Excerto do documento:
++++++++

O que surgiu primeiro: buracos negros supermassivos ou galáxias?
O dilema intriga há muito os astrónomos, mas o telescópio James Webb está a ser decisivo para responder a uma pergunta crucial que irá permitir entender o Universo como um todo.

A pergunta será, provavelmente, tão antiga como as dúvidas sobre o ovo e a galinha. A relação entre buracos negros supermassivos e a formação de galáxias é complexa.
A teoria convencional da formação de buracos negros supermassivos sugere que as galáxias se formaram primeiro. As nuvens de gás colapsaram para formar as primeiras estrelas, deixando para trás buracos negros de massa estelar após a morte das estrelas.
Muitas teorias e pouco consenso
Observações recentes mostraram, por outro lado, um buraco negro supermassivo no interior de uma pequena galáxia na fase inicial do seu desenvolvimento, sugerindo, como tal, que surgiram antes das galáxias. Mas os astrónomos continuam cautelosos e alertam ser prematuro tirar conclusões definitivas a partir de um caso isolado.

E é preciso não esquecer também que existem algumas galáxias sem buracos negros e outras onde um buraco negro não foi detetado. Para complicar ainda mais, há teses que especulam sobre a possibilidade de um buraco negro ter sido criado quando estrelas e galáxias colidiram e se fundiram. A discussão a orbitar à volta deste tema, portanto, não tem um fim à vista.
A nova era do telescópio James Webs
O poderoso telescópio espacial James Webs, no entanto, tem vindo a ampliar a nossa perceção sobre o Universo, ajudando a decifrar mistérios que, como este, intrigam desde sempre os investigadores.
Ao contrário do Hubble, o Webb foi projetado para ver o que é invisível aos nossos olhos. Com lentes poderosas e apetrechado com os instrumentos certos, capta a luz infravermelha e alcança alguns dos objetos mais antigos e distantes do Universo.
Quando o Webb capta uma imagem de uma galáxia distante, os astrónomos estão, na verdade, a ver como este sistema estelar era há mil milhões de anos. A sua luz viaja pelo espaço e pelo tempo, atingindo o espelho do telescópio. É justamente o que faria uma máquina do tempo para chegar ao Universo primitivo.
Essas janelas que o James Webs abriu já estão a desafiar os atuais modelos e teorias, inaugurando oportunidades para explorar novas fronteiras. Os dados mais recentes do telescópio espacial analisados pelos astrónomos revelaram que os buracos negros não só existiram no início dos tempos, como também deram origem a novas estrelas, acelerando a formação de galáxias e, consequentemente, influenciando a evolução de todo o Universo.
Reviravolta nas teorias dominantes
É justamente esta a teoria que está a desafiar tudo que se sabe sobre a formação de galáxias. As descobertas da equipa internacional, liderada pela Universidade Johns Hopkins, sugerem que os buracos negros não só existiram no início do tempo, como originaram também novas estrelas e impulsionaram a formação de galáxias.

++++++++

Algumas entradas:
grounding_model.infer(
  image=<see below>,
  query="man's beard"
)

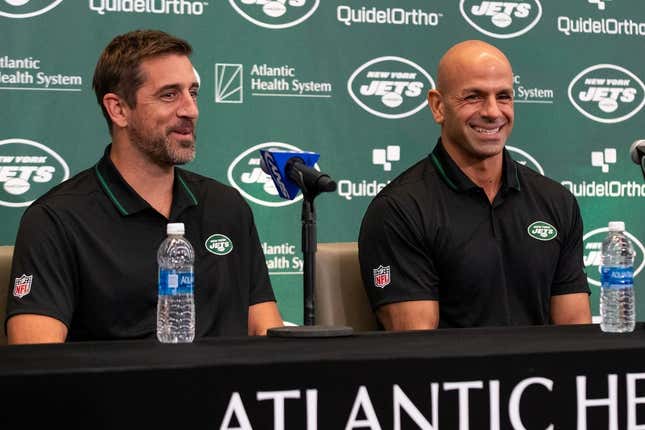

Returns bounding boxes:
[128,125,196,167]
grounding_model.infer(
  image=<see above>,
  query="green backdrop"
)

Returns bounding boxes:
[0,0,645,323]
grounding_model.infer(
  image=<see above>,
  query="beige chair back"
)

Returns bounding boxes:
[0,246,13,345]
[315,242,378,331]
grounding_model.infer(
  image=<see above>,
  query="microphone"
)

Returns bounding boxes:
[629,139,645,180]
[260,149,336,200]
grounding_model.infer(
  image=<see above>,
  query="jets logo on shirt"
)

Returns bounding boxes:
[13,274,34,299]
[373,266,390,288]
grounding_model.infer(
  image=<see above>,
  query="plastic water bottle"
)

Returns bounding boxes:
[157,223,195,343]
[600,221,636,333]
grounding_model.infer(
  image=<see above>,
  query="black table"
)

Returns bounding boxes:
[0,323,645,430]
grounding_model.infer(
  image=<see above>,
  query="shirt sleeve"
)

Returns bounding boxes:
[358,196,439,309]
[5,205,77,327]
[551,196,591,296]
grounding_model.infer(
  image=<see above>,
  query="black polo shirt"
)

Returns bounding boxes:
[359,141,589,327]
[7,146,275,340]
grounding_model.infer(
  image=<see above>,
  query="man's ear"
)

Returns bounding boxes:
[428,89,445,124]
[103,93,130,128]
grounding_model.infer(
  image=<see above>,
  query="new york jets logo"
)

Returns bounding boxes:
[0,0,63,19]
[459,0,542,39]
[0,136,69,207]
[526,221,558,241]
[229,0,320,29]
[568,64,645,124]
[205,233,233,255]
[347,56,434,119]
[227,142,318,207]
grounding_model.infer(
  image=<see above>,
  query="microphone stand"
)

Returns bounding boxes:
[267,175,354,337]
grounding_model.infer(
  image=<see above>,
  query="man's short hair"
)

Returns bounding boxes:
[92,30,193,132]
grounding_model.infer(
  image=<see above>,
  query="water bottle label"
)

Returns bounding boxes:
[159,269,193,296]
[600,267,634,288]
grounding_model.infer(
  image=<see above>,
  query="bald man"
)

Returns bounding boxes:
[359,40,591,330]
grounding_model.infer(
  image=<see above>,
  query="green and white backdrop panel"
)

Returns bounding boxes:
[0,0,645,323]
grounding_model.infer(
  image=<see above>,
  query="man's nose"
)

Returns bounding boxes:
[481,95,502,118]
[177,93,199,119]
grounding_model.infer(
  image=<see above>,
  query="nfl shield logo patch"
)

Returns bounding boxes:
[373,266,390,288]
[13,274,34,299]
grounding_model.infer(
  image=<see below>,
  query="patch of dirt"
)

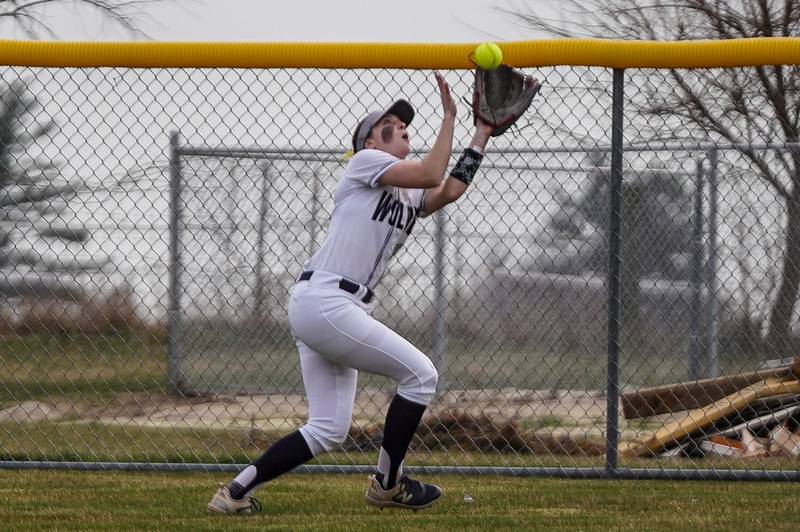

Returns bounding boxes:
[0,388,620,456]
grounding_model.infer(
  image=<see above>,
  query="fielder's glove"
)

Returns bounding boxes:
[472,65,542,137]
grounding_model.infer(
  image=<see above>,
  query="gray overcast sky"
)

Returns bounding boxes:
[0,0,557,43]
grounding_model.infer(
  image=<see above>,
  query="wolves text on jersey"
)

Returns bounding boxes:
[372,190,419,235]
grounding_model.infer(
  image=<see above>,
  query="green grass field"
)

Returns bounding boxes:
[0,470,800,532]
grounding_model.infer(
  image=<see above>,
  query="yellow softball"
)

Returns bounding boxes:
[475,42,503,70]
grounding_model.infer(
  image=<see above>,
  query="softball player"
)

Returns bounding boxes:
[208,72,492,513]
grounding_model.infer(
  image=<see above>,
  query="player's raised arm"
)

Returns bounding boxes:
[376,72,457,188]
[422,118,493,214]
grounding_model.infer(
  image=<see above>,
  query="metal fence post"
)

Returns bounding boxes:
[605,68,625,477]
[167,131,184,395]
[686,158,705,380]
[433,209,447,390]
[706,146,720,377]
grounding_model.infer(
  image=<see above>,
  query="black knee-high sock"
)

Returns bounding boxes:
[228,431,314,500]
[378,395,427,489]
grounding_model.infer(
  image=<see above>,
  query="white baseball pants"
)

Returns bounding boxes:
[289,270,439,456]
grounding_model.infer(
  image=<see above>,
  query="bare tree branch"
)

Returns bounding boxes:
[0,0,175,39]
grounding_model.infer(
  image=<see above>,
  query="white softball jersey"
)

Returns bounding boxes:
[289,149,438,455]
[305,149,425,288]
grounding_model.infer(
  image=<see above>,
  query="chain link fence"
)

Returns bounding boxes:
[0,60,800,479]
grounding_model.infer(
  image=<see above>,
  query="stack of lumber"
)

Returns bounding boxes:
[620,357,800,457]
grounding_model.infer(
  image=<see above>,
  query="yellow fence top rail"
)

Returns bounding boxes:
[0,37,800,69]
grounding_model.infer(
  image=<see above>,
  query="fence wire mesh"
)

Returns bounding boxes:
[0,67,800,478]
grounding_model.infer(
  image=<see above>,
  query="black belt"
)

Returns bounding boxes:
[297,270,375,303]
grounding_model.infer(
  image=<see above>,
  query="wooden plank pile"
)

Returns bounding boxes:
[620,357,800,458]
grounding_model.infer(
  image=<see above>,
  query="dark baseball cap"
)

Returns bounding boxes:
[353,99,414,153]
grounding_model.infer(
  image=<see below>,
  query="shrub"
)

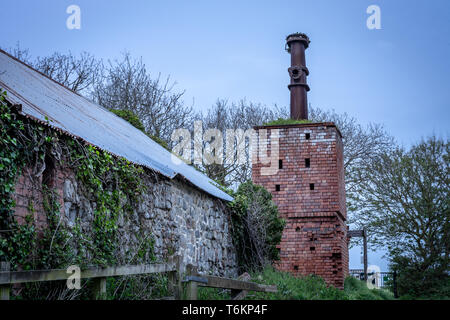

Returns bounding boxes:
[229,181,284,271]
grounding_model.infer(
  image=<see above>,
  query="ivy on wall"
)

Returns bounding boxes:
[0,92,158,298]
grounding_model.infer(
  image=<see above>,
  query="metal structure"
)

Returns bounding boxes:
[348,228,368,280]
[0,50,233,201]
[349,269,398,298]
[286,33,310,120]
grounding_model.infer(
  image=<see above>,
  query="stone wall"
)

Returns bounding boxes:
[14,158,237,276]
[252,123,348,288]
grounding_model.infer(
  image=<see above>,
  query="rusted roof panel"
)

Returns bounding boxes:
[0,50,232,201]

++++++++

Tarefas propostas:
(1) Extraia todas as linhas das entradas que contêm a palavra "water", tendo em conta a diferença entre maiúsculas e minúsculas.
(2) Prossiga o texto sobre buracos negros supermassivos e galáxias a partir da última frase apresentada.

Respostas dadas:
(1)
  query="plastic water bottle"
  query="water bottle label"

(2)
Joseph Silk, professor de física e astronomia na Universidade Johns Hopkins.
O estudo publicado no Astrophysical Journal Letters propõe que os buracos negros atuaram como “sementes”, impulsionando o nascimento das primeiras estrelas durante os primeiros 50 milhões de anos do Universo - uma fração do tempo ridiculamente insignificante na história de 13,8 mil milhões de anos do Universo.
As galáxias muito distantes e extremamente antigas que o Webb observou parecem muito mais brilhantes do que se julgava. As imagens mostraram não só quantidades invulgarmente elevadas de estrelas jovens, como uma abundância estonteante de buracos negros supermassivos.

Essas descobertas levaram agora os astrónomos a defender que galáxias e buracos negros coexistiram desde os tempos primitivos, influenciando mutuamente a sua evolução ao longo dos primeiros 100 milhões de anos.
Milhões de anos está a uma distância que a nossa imaginação não alcança, mas Joseph Silk ajuda-nos a entender estas dimensões com analogias bem mais próximas da nossa realidade: "Se toda a história do Universo fosse um calendário de 12 meses, esse período corresponderia aos primeiros dias de janeiro”, explica o investigador ao HUB, o site noticioso da Universidade Johns Hopkins
E assim nasce uma estrela…
Os buracos negros, regiões no espaço onde a gravidade é tão forte que nem a luz escapa à sua atração, geram poderosos campos magnéticos, onde violentas tempestades libertam energia sob a forma de plasma e jatos de partículas.
O fenómeno descrito no estudo explica, segundo os seus autores, a razão por que as galáxias são tão pequenas e tão brilhantes nessa fase primordial.
A investigação determinou que o Universo atravessou duas fases. Num estádio inicial, os buracos negros estimularam a formação de estrelas. Os seus fluxos energéticos terão depois abrandado, passando então a reter mais energia do que a libertá-la. Essa inversão reduziu o gás disponível nas galáxias e travou o nascimento de novas estrelas.

O estudo agitou as águas, entre os astrónomos, mas só com novas imagens trazidas pelo telescópio James Webb se poderá contar com maior precisão as estrelas e buracos negros no Universo primordial e confirmar a teoria.
Estudar a relação temporal entre o nascimento de buracos negros e galáxias é crucial para entender como ambos se formaram. O que veio primeiro pode, à primeira vista, parecer uma obsessão estéril dos investigadores, mas é verdadeiramente fundamental para compreender a história e a estrutura do Universo como um todo.
Referências da notícia
Roberto Molar Candanosa. Which came first: black holes or galaxies? Hub - Johns Hopkins University.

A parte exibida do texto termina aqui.